>> Start Listing
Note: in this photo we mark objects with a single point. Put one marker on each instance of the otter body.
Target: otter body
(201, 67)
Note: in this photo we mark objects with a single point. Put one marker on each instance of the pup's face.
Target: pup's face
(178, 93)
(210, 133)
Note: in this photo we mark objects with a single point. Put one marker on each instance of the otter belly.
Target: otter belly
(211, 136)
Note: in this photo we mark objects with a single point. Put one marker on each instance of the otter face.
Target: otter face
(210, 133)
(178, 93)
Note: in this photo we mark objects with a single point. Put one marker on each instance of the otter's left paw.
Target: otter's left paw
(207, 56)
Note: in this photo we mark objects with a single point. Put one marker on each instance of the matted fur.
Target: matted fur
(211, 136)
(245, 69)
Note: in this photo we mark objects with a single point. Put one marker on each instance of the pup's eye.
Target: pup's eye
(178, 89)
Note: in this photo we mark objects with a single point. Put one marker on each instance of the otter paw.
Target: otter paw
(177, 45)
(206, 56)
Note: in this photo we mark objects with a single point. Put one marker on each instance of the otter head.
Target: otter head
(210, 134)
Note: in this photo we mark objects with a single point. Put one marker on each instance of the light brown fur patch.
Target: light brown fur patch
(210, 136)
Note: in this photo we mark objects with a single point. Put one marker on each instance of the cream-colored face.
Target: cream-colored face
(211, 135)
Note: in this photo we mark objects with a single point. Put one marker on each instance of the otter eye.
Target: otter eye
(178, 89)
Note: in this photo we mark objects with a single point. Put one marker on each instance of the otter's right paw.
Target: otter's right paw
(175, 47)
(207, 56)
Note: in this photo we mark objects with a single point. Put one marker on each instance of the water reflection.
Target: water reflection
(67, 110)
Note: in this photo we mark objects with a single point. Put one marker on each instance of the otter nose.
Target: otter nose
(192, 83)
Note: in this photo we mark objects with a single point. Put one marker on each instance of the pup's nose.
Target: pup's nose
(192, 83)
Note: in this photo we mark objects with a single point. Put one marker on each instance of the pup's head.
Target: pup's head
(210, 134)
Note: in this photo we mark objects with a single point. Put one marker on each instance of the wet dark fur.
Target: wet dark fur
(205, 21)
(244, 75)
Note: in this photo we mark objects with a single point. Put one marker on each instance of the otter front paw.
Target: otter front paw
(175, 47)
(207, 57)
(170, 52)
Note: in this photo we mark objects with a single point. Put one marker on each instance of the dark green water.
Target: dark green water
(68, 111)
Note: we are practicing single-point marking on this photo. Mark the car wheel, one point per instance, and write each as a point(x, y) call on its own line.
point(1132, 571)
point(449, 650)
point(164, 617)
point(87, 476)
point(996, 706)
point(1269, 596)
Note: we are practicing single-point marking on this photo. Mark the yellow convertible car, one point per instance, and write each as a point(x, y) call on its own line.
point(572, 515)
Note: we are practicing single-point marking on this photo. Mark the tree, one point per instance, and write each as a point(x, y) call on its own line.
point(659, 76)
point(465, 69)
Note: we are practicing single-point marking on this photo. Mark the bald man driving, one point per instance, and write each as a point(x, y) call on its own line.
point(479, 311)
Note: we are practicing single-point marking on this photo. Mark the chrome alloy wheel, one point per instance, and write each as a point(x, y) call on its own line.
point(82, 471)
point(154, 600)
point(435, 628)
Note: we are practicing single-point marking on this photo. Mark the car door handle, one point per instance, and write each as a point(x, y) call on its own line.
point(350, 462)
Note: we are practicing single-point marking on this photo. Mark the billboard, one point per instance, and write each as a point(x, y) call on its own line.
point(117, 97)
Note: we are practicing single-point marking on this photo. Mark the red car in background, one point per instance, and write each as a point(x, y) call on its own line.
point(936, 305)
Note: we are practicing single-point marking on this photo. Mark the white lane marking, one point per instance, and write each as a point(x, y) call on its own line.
>> End Listing
* **What this task involves**
Rewrite all of the data above as a numbered list, leaving out any blank lines.

* **Output for this exercise**
1. Note: in this photo we mark objects with a single point. Put one marker on each instance of the otter body.
2. Target: otter body
3. (201, 67)
4. Note: in this photo we mark objects with a single point. Put one marker on each instance of the pup's face.
5. Target: pup's face
6. (178, 93)
7. (210, 133)
8. Note: in this photo we mark objects with a single point. Put one marker on each instance of the otter belly.
9. Target: otter belly
10. (211, 136)
11. Note: in this photo we mark objects with a single point. Put one marker on each instance of the otter face.
12. Target: otter face
13. (210, 133)
14. (178, 93)
15. Note: in this photo we mark objects with a single point. Put one marker on each instance of the otter's left paw.
16. Target: otter's left paw
17. (207, 56)
18. Note: in this photo we mark objects with a single point. Put one marker on each instance of the matted fur.
19. Target: matted fur
20. (211, 136)
21. (245, 69)
22. Note: in this photo we mark objects with a single point. Put one marker on each instance of the pup's eye.
23. Target: pup's eye
24. (178, 89)
25. Note: in this photo we mark objects with a single point. Put one marker on each instance of the otter paw.
26. Target: otter paw
27. (177, 45)
28. (206, 56)
29. Note: in this photo we mark objects with a single point. Put one marker on each instance of the otter head.
30. Target: otter head
31. (210, 134)
32. Note: in this photo we mark objects with a single point. Put one marker on each instance of the light brown fur patch.
33. Target: light brown fur patch
34. (210, 136)
35. Note: in this photo we mark objects with a single point. Put one marker on each instance of the cream-colored face.
36. Target: cream-colored face
37. (211, 135)
38. Note: in this photo we mark objects with a single point. Put one marker on each instance of the otter eye.
39. Target: otter eye
40. (178, 89)
41. Note: in this photo we mark objects with a single point. Put one marker on each instance of the otter's right paw.
42. Target: otter's right paw
43. (175, 47)
44. (207, 56)
45. Note: in this photo we mark objects with a single point. Put one marker on each instance of the water reflection.
46. Target: water reflection
47. (67, 110)
48. Note: in this photo we mark objects with a single point. Put one marker on each instance of the otter nose.
49. Target: otter nose
50. (192, 83)
51. Note: in this photo we mark objects with a single point. Put one marker on each instance of the pup's nose.
52. Target: pup's nose
53. (192, 83)
54. Note: in this photo we mark objects with a single point. Put one marker on each instance of the pup's head.
55. Target: pup's head
56. (210, 134)
57. Note: in this photo we mark objects with a single point. Put one marker on each instance of the wet dark fur.
58. Target: wet dark fur
59. (205, 21)
60. (244, 75)
61. Note: in this photo we mark objects with a single point. Put one marker on each instance of the otter front paw.
62. Target: otter front paw
63. (175, 47)
64. (207, 57)
65. (170, 52)
66. Note: in this photo we mark objects with a single point. Put one marker on each instance of the dark green water.
67. Target: dark green water
68. (68, 111)
69. Note: we are practicing single-point marking on this photo. Mark the car wheel, one point per instance, and write each as a point(x, y) call on its own line.
70. point(1132, 571)
71. point(449, 650)
72. point(164, 617)
73. point(87, 476)
74. point(996, 706)
75. point(1269, 596)
76. Note: we are practicing single-point marking on this photo. Mark the yellow convertible car, one point per instance, and write each as a point(x, y) call on its own line.
77. point(572, 515)
78. Note: we are practicing single-point marking on this photo. Mark the tree, one point per instance, and write each as a point(x, y) call on its own line.
79. point(659, 76)
80. point(465, 69)
81. Note: we are practicing single-point marking on this photo. Mark the bald man driving, one point per instance, and write each as a point(x, y) call on its own line.
82. point(479, 311)
83. Note: we are practicing single-point marking on this photo. Mark the chrome alloy wheel, one point per instance, and write each as a point(x, y) call on its own line.
84. point(82, 471)
85. point(154, 600)
86. point(435, 628)
87. Note: we are practicing single-point marking on this photo. Mark the car door handle, one point per instance, and write each as a point(x, y) call on its own line.
88. point(350, 462)
89. Note: we are practicing single-point marking on this photo. Mark the billboard, one point per instance, and write each as a point(x, y) call on its own line.
90. point(117, 97)
91. Note: we are practicing single-point marking on this photo. Mark the red car in background, one point per instance, and write each as a point(x, y) call on its own line.
92. point(936, 305)
93. Note: we are practicing single-point marking on this photo. Mark the white lane marking, one point per instance, and write each as a point(x, y) call on its own line.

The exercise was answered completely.